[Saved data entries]
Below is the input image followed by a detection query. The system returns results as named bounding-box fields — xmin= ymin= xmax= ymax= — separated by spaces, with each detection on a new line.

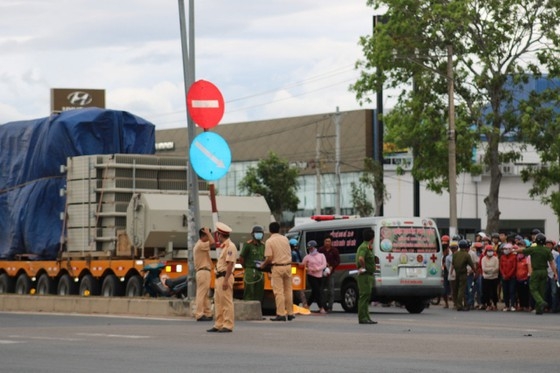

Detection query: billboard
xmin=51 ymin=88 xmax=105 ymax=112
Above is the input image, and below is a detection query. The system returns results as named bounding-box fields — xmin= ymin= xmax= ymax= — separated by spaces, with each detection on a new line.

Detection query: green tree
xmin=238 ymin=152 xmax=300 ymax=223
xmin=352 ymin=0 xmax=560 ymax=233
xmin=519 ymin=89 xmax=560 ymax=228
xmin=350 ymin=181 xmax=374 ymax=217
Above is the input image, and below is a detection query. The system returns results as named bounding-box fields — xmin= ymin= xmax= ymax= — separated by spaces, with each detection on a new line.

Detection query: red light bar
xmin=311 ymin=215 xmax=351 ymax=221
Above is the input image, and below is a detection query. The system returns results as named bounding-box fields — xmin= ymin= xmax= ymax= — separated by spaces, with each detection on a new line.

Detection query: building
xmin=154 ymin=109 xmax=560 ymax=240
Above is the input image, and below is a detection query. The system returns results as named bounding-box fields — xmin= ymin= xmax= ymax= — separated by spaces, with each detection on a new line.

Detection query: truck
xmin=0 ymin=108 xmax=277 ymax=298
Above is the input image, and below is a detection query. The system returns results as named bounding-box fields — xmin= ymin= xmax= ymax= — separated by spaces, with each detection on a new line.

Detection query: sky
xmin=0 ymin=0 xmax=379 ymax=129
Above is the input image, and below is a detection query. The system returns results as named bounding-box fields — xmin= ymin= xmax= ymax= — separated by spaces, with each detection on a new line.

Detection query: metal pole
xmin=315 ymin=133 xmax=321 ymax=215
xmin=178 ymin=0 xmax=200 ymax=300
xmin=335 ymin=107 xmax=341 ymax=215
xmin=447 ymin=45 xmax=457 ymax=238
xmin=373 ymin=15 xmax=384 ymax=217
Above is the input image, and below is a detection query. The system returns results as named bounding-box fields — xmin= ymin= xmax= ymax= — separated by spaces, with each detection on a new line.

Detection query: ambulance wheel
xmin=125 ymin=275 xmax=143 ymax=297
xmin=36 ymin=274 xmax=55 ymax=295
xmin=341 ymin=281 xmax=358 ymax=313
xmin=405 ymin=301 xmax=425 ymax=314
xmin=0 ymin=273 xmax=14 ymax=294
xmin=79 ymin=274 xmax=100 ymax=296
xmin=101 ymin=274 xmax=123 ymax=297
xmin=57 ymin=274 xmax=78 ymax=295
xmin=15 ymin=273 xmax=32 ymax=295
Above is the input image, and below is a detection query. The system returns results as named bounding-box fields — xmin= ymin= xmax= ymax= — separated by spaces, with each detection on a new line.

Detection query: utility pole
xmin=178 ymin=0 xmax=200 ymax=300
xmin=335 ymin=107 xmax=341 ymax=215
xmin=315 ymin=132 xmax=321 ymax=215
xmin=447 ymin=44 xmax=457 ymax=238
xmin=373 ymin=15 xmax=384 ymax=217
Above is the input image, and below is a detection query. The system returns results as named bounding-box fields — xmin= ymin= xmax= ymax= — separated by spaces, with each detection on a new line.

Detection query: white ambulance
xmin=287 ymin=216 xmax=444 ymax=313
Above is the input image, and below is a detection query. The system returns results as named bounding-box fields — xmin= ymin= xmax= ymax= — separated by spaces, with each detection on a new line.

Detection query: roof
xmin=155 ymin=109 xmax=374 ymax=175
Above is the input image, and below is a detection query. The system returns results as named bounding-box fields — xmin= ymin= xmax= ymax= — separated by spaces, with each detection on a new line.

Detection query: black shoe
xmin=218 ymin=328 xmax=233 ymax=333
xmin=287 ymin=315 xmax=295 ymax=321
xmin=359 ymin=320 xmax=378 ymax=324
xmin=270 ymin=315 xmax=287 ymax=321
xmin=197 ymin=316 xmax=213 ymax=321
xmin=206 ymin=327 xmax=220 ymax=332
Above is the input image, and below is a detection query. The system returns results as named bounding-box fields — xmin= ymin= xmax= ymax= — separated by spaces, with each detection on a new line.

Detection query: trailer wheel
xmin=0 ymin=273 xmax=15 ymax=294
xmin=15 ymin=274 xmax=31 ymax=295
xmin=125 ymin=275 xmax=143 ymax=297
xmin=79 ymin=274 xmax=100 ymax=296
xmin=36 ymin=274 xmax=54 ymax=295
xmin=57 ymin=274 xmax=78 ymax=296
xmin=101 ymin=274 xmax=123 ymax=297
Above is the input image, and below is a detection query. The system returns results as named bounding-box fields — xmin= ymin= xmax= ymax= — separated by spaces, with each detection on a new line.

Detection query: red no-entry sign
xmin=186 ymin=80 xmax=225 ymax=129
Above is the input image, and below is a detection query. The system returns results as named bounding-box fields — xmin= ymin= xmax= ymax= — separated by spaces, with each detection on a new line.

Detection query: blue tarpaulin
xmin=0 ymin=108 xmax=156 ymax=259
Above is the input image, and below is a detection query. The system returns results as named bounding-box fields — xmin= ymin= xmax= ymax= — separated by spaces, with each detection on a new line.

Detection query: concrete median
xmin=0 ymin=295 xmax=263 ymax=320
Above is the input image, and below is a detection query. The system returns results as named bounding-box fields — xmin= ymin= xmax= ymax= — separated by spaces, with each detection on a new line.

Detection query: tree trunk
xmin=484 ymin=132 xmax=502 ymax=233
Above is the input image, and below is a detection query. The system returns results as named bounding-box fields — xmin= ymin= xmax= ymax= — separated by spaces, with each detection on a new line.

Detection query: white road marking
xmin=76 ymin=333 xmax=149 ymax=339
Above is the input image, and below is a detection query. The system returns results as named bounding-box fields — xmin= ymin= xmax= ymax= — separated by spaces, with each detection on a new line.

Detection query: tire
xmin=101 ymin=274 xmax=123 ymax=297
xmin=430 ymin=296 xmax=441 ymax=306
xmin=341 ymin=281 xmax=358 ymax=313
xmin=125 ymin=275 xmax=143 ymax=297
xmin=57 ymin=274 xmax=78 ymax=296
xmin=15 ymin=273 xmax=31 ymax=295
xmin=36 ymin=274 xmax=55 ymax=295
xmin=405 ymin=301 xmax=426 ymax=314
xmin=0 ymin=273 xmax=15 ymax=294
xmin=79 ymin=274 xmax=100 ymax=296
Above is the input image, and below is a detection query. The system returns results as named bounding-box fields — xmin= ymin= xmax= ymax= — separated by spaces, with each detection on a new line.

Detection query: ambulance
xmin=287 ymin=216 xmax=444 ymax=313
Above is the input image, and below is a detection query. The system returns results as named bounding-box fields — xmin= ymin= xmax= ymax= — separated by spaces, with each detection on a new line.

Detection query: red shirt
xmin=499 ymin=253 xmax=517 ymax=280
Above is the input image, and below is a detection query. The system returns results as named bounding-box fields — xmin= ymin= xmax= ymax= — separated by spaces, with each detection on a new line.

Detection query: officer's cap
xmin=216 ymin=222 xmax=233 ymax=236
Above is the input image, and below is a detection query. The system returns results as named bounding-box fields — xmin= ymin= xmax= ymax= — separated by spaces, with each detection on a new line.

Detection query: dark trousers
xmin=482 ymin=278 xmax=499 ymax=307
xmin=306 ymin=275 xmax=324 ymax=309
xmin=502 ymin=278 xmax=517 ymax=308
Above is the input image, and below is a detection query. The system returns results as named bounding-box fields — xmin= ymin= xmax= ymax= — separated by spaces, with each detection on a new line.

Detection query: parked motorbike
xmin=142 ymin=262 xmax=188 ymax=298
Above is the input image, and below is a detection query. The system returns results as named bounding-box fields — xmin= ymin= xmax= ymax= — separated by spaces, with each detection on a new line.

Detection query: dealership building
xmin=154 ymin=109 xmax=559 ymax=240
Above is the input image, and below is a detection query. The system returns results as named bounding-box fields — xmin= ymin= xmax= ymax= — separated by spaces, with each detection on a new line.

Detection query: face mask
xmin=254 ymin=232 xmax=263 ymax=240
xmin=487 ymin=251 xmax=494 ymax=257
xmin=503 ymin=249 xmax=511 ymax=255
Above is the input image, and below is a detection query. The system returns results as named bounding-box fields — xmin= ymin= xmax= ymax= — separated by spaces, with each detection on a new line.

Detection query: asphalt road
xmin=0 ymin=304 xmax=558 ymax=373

- **Aim of the exercise**: Output nothing but the lines from the one with "Detection query: face mask" through the last line above, each exactly as it stands.

- **Answer for the task**:
Detection query: face mask
xmin=254 ymin=232 xmax=263 ymax=240
xmin=487 ymin=251 xmax=494 ymax=257
xmin=503 ymin=249 xmax=511 ymax=255
Above is the input image, and below is a detection query. The system returns results as named bounding-box fields — xmin= ymin= xmax= ymax= — separated by spaces, with each detection on a new line.

Detection query: asphalt road
xmin=0 ymin=304 xmax=558 ymax=373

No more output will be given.